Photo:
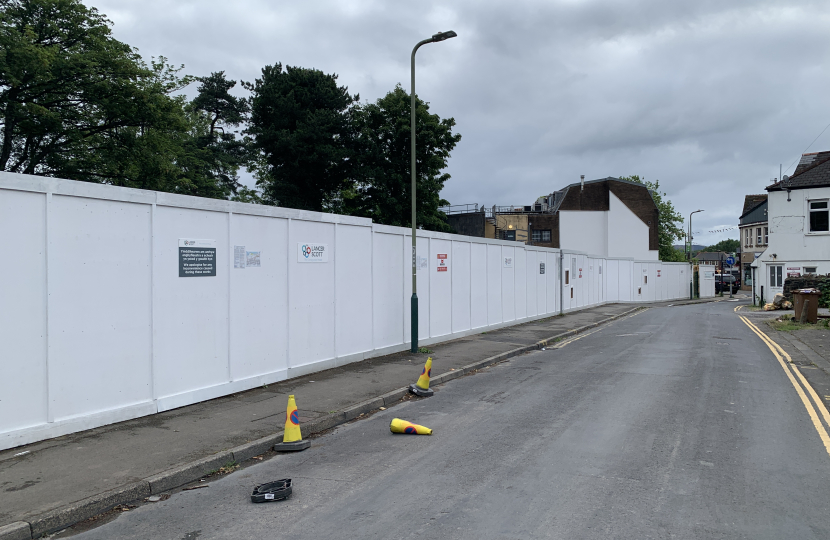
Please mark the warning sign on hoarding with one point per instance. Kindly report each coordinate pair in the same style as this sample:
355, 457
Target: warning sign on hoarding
311, 252
197, 258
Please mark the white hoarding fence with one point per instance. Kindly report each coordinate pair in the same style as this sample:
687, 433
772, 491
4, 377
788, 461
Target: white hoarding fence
102, 323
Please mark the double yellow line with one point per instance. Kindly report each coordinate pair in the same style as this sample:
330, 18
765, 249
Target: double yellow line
790, 369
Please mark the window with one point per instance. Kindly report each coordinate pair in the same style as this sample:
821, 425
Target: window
540, 235
776, 274
818, 216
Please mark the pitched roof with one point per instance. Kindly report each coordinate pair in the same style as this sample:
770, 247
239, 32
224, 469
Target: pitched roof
813, 171
559, 196
751, 202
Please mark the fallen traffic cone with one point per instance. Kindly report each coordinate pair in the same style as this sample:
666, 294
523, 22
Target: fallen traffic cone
421, 388
292, 439
402, 426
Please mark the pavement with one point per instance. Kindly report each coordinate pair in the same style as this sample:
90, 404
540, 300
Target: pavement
49, 485
672, 422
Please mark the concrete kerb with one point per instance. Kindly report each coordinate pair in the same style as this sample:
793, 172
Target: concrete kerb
86, 508
179, 476
19, 530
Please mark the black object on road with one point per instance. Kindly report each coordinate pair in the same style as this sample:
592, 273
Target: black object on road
272, 491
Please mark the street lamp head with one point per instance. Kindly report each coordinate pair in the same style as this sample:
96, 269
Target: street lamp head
441, 36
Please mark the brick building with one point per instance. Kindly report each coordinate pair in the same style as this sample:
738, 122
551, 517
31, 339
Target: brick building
606, 217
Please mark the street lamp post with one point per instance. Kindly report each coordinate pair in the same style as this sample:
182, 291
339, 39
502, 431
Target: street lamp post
691, 273
440, 36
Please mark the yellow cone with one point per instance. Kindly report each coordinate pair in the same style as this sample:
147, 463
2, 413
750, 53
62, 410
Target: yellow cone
292, 422
423, 380
402, 426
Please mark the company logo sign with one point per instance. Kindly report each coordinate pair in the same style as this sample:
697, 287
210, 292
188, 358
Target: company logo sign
312, 252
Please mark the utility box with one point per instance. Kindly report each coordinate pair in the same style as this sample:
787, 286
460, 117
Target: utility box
809, 297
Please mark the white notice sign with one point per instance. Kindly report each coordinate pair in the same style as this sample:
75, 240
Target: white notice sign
310, 252
239, 256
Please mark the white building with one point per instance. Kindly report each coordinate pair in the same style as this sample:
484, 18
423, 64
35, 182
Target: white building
799, 230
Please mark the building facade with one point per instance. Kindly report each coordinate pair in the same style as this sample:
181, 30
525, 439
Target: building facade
609, 216
754, 230
799, 228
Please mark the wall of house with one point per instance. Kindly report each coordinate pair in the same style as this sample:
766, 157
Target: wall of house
548, 222
468, 224
628, 236
97, 326
584, 230
791, 244
513, 222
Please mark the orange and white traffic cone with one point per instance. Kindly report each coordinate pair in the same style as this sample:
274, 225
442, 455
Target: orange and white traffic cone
292, 439
421, 388
402, 426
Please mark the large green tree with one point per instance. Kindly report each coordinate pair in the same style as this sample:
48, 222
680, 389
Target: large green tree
301, 128
670, 223
382, 154
76, 103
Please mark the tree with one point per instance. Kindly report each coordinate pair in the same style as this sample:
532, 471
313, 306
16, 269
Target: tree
729, 246
219, 152
669, 227
382, 176
63, 81
300, 124
76, 103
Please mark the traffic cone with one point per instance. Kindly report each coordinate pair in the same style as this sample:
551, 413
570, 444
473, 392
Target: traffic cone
421, 388
292, 439
402, 426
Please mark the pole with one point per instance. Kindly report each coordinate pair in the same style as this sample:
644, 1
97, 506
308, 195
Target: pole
691, 267
414, 301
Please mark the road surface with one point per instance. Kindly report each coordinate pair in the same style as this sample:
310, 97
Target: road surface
676, 422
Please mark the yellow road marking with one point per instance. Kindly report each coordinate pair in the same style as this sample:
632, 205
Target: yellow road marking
775, 348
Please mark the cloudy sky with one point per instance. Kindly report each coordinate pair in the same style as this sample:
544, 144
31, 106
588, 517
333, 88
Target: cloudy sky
708, 96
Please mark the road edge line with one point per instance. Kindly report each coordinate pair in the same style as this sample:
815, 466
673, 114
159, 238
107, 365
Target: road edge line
188, 472
822, 433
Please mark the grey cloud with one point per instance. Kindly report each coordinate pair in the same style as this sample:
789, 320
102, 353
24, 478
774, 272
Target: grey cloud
707, 96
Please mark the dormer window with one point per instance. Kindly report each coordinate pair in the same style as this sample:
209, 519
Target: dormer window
819, 216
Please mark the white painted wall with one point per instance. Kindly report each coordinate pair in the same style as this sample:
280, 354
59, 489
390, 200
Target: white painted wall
790, 239
627, 234
584, 231
97, 327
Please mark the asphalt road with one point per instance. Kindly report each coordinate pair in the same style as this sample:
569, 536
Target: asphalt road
676, 422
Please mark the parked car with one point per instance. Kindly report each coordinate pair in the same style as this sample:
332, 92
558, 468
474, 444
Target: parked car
726, 283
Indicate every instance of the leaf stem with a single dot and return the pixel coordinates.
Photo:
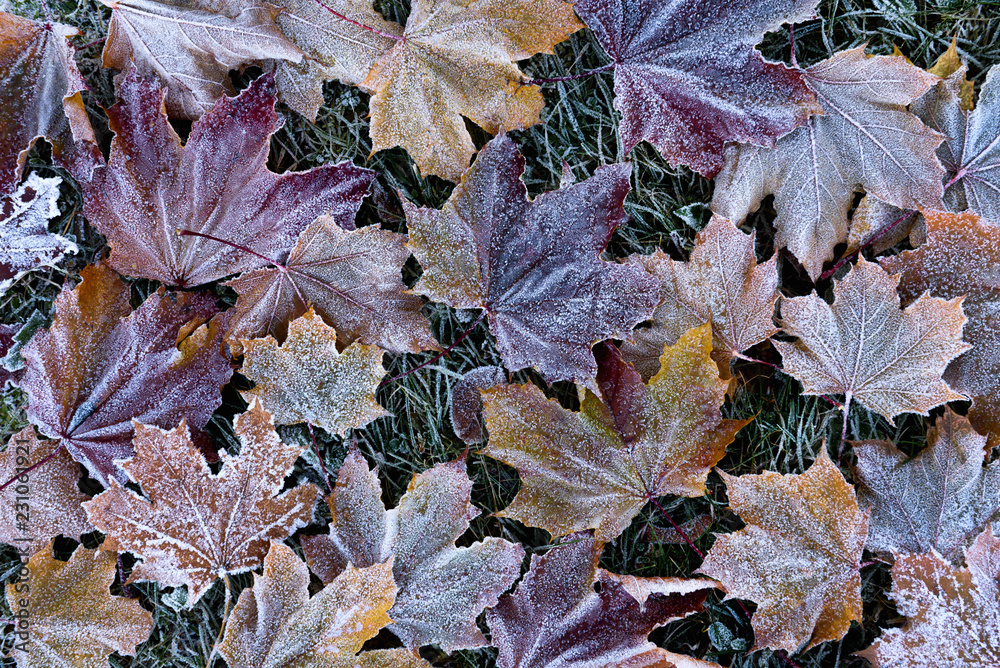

________________

**What this task involves**
Collect every line above that contains the word "utility".

**The solution**
Please mark the utility box with one point per instance. Kindly report each coordinate pair in the same style as this sample:
Target: utility box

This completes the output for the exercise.